START TEXT BLOCK
Intranasal immunization with Intravacc’s experimental whooping cough vaccine confers broad protection
- Need for improved whooping cough vaccines
- Outer membrane vesicles from Bordetella pertussis bacteria are potent immunogens
- Intranasal immunization shows both excellent systemic and immune responses
- Needle free immunization possible
- Data published in medical journal Scientific Reports
Bilthoven, The Netherlands, 22 June 2020 - Intravacc, one of the leading translational research and development vaccine institutes with an extensive track record in developing viral and bacterial vaccines, today announced promising results of a preclinical study with its experimental whooping cough vaccine in mice. Published in Scientific Reports (2020) 10:7396, the study shows that intranasal immunization induced both excellent systemic and local immune responses, but also prevented colonization of the lung, trachea and nose.
Current vaccines against whooping cough have serious disadvantages. Inactivated whole cell vaccines are relatively reactogenic resulting in reduced use in vaccination programs. Subunit vaccines on the other hand, have limited efficacy. This results in outbreaks of whooping cough, even in vaccinated populations. There are indications that an effective whooping cough vaccine should prevent colonization of the upper respiratory tract. Asymptomatic carriage facilitates spreading of the bacteria and a vaccine that prevents this could contribute to herd protection.
Intravacc scientists used a vaccine consisting of outer membrane vesicles (Intravacc’s OMV vaccine delivery platform) to immunized mice via the subcutaneous or intranasal route. Whereas subcutaneous immunization resulted in robust systemic immune responses of high quality, it could not prevent colonization of the nasal cavity. Intranasal immunization did not only induce excellent systemic responses but also strong local immune responses. Most importantly, intranasal administration prevented colonization of the lung, trachea and nose. Further testing, preferably in humans is needed to confirm these findings.
Prof. Dr. Gideon Kersten, CSO of Intravacc, commented:
“Intravacc’s vaccine concept has several potential advantages. Because of its composition outer membrane vesicles reduce the risk of vaccination induced selection of strains not matching with the vaccine, it induces immunity at the port of entry and it is needle free, allowing easy administration and flexible incorporation in immunization programs.”
END TEXT BLOCK
START PROVIDED RECORDS
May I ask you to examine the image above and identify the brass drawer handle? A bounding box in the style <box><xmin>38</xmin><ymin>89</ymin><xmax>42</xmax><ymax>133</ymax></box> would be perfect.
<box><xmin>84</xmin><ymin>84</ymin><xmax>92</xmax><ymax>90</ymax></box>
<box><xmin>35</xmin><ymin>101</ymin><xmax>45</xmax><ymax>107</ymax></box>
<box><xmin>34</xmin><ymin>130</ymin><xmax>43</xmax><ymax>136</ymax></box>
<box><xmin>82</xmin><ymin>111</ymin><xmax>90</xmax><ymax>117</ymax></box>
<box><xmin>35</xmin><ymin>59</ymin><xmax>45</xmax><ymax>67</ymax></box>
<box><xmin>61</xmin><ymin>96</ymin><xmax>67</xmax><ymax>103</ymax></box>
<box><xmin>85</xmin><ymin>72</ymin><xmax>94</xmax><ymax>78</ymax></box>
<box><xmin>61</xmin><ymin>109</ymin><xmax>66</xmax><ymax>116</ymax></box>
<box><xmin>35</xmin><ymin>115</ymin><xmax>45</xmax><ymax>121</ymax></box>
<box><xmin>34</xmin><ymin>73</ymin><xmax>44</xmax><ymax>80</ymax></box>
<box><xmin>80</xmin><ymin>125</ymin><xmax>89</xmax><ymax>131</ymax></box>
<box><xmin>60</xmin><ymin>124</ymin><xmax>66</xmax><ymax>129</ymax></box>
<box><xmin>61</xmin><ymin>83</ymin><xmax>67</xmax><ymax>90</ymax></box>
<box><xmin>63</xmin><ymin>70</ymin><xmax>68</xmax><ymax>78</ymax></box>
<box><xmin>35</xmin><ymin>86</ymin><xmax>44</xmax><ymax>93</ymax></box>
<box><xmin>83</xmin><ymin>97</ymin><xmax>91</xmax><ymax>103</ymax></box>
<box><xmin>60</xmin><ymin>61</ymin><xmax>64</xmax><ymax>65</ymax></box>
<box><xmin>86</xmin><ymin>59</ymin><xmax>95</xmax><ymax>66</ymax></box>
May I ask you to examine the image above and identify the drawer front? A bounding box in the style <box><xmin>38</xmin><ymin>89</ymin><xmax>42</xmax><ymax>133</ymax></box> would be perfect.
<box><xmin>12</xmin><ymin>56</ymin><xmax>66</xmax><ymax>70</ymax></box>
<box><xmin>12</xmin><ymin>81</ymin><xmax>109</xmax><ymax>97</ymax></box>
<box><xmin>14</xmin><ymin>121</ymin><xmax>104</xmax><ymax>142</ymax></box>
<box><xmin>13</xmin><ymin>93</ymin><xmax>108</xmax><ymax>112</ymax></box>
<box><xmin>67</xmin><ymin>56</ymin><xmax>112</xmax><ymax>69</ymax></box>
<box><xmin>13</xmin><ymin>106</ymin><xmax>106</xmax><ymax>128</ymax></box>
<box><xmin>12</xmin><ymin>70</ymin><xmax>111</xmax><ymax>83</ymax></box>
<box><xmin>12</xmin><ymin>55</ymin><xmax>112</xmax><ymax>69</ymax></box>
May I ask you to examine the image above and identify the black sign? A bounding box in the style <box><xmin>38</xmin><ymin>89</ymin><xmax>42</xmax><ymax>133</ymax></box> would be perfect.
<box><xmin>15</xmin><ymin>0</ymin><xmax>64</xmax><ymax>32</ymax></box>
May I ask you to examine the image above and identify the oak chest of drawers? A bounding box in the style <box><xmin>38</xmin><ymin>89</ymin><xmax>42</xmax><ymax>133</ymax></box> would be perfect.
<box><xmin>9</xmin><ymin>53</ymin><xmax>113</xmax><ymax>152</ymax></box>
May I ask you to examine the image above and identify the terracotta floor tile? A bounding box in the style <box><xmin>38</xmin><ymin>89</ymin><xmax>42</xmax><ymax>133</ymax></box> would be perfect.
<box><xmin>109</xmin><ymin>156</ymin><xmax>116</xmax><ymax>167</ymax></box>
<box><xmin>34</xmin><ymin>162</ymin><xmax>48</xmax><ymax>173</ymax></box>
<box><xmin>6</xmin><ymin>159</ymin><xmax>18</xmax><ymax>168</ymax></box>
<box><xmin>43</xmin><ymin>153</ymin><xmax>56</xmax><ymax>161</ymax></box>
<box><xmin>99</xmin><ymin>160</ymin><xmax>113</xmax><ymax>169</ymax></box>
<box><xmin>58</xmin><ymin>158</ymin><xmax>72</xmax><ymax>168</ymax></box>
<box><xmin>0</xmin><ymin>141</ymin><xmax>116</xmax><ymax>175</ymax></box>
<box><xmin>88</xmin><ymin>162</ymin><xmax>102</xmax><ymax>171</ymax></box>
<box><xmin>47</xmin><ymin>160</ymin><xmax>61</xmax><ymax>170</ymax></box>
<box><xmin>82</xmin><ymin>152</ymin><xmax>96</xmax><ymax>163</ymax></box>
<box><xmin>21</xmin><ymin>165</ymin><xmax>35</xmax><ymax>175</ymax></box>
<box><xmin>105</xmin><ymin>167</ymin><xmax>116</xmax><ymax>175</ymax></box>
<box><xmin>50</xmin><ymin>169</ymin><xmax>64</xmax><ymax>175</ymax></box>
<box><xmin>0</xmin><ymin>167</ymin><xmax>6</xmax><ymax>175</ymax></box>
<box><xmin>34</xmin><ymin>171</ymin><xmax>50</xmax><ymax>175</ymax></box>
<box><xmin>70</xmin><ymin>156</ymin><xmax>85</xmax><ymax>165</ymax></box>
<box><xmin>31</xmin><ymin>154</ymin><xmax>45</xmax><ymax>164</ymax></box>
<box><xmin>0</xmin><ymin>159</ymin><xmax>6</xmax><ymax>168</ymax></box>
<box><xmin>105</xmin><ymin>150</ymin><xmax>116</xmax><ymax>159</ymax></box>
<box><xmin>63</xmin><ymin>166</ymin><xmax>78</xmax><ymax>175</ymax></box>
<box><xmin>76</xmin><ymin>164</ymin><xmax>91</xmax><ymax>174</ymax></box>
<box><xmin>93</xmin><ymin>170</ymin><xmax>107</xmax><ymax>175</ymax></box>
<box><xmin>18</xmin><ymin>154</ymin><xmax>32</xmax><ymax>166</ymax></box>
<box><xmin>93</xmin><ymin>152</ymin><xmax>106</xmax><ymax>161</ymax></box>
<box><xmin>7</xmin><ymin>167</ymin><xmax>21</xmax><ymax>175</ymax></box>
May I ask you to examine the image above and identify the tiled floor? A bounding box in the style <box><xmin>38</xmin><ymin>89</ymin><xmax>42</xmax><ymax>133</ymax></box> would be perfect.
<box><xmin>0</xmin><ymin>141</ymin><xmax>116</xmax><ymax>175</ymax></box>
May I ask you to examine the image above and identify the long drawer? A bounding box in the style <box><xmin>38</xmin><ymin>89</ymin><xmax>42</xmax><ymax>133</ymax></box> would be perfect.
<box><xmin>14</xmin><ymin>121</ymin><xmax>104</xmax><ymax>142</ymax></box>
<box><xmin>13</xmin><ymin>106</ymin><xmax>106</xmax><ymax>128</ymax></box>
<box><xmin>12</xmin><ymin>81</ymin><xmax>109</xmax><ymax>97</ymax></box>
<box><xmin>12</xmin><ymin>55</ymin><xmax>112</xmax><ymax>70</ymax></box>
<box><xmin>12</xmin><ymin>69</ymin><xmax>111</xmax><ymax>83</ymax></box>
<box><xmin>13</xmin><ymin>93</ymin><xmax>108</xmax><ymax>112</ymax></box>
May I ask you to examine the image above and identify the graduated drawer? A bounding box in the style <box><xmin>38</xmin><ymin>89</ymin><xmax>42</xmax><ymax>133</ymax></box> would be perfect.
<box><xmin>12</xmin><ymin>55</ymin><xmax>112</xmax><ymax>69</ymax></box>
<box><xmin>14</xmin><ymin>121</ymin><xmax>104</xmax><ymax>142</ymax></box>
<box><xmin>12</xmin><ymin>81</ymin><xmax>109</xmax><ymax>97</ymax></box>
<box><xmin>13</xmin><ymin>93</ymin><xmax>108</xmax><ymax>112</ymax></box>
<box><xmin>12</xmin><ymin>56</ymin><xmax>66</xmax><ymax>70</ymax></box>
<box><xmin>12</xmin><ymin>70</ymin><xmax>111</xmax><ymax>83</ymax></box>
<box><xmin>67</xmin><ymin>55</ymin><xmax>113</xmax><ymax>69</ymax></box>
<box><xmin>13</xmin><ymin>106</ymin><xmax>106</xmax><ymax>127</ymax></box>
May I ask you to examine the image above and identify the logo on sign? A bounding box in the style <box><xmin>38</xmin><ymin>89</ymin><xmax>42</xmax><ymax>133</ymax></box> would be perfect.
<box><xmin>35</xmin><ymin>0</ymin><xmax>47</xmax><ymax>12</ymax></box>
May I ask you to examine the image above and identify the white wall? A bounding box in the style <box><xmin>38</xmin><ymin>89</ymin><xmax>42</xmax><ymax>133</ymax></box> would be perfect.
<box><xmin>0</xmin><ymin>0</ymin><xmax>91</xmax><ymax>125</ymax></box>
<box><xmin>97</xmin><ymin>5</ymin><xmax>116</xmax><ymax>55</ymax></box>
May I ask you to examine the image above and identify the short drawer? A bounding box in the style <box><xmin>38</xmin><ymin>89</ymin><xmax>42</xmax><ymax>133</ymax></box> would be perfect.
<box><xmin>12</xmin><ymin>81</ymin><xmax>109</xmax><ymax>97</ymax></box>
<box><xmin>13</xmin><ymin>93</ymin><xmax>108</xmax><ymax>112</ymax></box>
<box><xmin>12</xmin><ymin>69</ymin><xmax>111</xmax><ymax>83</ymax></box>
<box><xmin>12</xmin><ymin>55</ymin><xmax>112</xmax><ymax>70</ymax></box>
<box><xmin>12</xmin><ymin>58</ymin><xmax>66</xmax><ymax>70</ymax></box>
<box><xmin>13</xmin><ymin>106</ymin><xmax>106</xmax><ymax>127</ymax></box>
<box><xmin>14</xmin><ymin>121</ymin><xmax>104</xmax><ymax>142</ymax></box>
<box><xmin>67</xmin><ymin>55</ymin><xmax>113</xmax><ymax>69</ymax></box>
END PROVIDED RECORDS
[WHAT THE TASK REQUIRES] List the bulleted points that appear under the headline of the whooping cough vaccine announcement above.

[THE ANSWER]
- Need for improved whooping cough vaccines
- Outer membrane vesicles from Bordetella pertussis bacteria are potent immunogens
- Intranasal immunization shows both excellent systemic and immune responses
- Needle free immunization possible
- Data published in medical journal Scientific Reports